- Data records
★ ★ ★ ★ ★ ★ ★
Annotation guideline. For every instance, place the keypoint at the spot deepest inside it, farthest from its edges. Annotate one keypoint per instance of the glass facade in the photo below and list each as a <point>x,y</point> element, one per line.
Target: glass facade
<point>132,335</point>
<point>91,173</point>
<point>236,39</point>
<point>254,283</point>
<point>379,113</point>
★ ★ ★ ★ ★ ★ ★
- Prompt
A word-for-word restatement of every record above is expected.

- Exercise output
Annotation guideline. For every instance, place the keypoint at the spot deepest inside it, farthest from its edges. Annotate one keypoint per instance of the glass facade in the photo below and list each as a <point>x,y</point> element, one per line.
Target: glass facade
<point>132,335</point>
<point>91,173</point>
<point>236,39</point>
<point>254,283</point>
<point>379,113</point>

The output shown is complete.